# Текст задания
Ответьте, пожалуйста, по тексту о совести и смирении: для каких людей характерно ощущение собственной ценности?

# Текст для чтения
━━━━━━━━━━━━━━━━━━━━━━━━━━━━━━

Маша Миронова падает в обморок от грохота орудийного выстрела, она застенчива и чувствительна, но она же проявляет удивительную внутреннюю стойкость. Маша любит Петра, для нее мучителен отказ его родителей благословить их брак, но она не соглашается выйти за него против их воли. В лагере повстанцев она совершенно бесправна, ей грозит смерть, но эта чувствительная девушка оказывается на удивление стойкой. Когда пушкинские герои прислушиваются к голосу совести, изменяются обстоятельства, жизнь изменяется, происходят удивительные события, «странные происшествия».
Нельзя сказать, что Петр или Маша были очень озабочены собственным личностным развитием: они живут, думая и заботясь, скорее, о другом, нежели о себе. Им не свойственно переживание собственной значимости. Ощущение собственной ценности характерно, скорее, для людей, отвергающих совесть, например, для Швабрина.
Еще более оно характерно для героев Ф. М. Достоевского, таких, как Лужин («Преступление и наказание»), старший Валковский («Униженные и оскорбленные»), старший Верховенский («Бесы»), в высшей степени оно характеризует Фому Опискина («Село Степанчиково и его обитатели»). Если мы обратимся к более близким нам временам, то переживанием собственной значимости были преисполнены очень многие, в том числе, те, о которых писал А. И. Солженицын: «По роду деятельности и по сделанному жизненному выбору лишенные верхней сферы человеческого бытия, служители Голубого Заведения с тем большей полнотой и жадностью жили в сфере нижней. А там владели ими и направляли их сильнейшие (кроме голода и пола) инстинкты нижней сферы: инстинкт власти и инстинкт наживы. Особенно — власти. В наши десятилетия она оказалась важнее денег» [72].
В то же время разве характерно такое переживание для Алеши Карамазова или старца Зосимы? Для внутренне диалогичного человека не свойственно чувство собственной самоценности, скорее, напротив, он обостренно видит неполноценность, ущербность «наличного Я», он недоволен собой, но в то же время не отождествляет себя совершенно со своим «наличным Я» и не сводит себя к нему, зная, что есть в нем и нечто иное. Потому он не впадает в уныние и отчаяние по поводу своей ущербности. Вообще, он, как это не покажется парадоксальным, не особо озабочен собой, своим личностным развитием. Не переживание самоценности, а смирение, скорее, характерно для такого человека.
В смирении человек прислушивается к совести, поэтому он не может считать себя ценным или значимым. Но это и не «пришибленность», и не согласие на всё, что угодно, «раз уж я такое ничтожное и нелепое существо». Переживание полной ничтожности, отсутствие всякого достоинства мучительно и толкает на путь самоутверждения и самолюбия. А смирение не противоречит достоинству; человек видит свою ущербность, но не сводит себя к ней, к неполноценности, к греху. Если мы так относимся к себе, то так же будем относиться и к другому. Если человек преисполнен собственной ценности, если считает себя достойным многого, полагает, что все принадлежит ему «по праву», тогда не грех и оттеснить другого. Так начинается «победительный» путь. К сожалению, в настоящее время он нередко считается единственно оправданным. Вот только путь самоутверждения оказывается путем потери себя и погружения в тревогу.

━━━━━━━━━━━━━━━━━━━━━━━━━━━━━━

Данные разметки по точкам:
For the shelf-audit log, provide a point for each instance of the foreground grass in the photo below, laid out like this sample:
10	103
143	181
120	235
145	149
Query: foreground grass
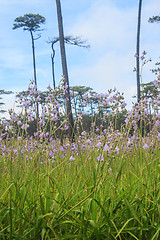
81	198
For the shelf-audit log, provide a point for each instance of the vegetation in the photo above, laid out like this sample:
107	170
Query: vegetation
104	185
75	164
31	22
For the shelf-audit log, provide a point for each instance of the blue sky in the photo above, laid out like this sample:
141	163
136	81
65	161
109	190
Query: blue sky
110	27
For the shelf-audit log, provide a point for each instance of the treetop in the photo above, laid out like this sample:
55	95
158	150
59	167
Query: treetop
30	22
154	19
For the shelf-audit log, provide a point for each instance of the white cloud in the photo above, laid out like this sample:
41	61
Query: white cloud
112	34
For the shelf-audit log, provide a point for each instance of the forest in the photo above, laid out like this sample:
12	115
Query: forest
77	164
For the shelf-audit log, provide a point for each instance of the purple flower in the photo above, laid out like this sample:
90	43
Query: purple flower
145	146
100	158
26	104
6	123
71	158
117	150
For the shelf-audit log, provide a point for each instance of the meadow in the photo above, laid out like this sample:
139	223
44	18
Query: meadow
104	185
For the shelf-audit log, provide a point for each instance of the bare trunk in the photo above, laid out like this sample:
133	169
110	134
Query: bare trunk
137	53
35	77
65	71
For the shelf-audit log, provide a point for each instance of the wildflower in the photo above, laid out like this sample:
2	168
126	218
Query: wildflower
117	150
26	104
25	126
100	158
145	146
6	123
71	158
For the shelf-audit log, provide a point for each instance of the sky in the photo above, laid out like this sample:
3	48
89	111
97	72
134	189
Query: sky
109	26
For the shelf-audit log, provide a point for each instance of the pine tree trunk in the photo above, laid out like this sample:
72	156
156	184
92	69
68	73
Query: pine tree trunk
137	53
65	71
35	77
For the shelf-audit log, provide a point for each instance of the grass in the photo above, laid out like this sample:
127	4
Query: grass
103	186
80	199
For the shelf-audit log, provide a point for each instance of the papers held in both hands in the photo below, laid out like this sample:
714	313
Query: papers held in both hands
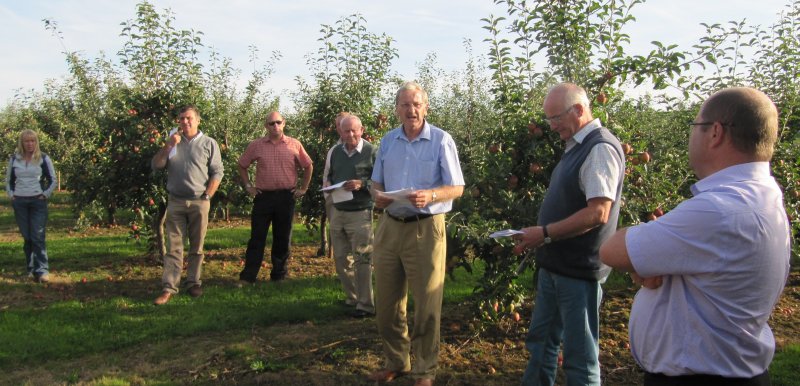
505	233
400	198
338	192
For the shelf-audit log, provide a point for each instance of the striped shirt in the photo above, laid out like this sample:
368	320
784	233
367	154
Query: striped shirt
276	163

━━━━━━━━━━━━━━━━━━━━━━━━━━━━━━

# Ответ
Для людей, отвергающих совесть, например для Швабрина.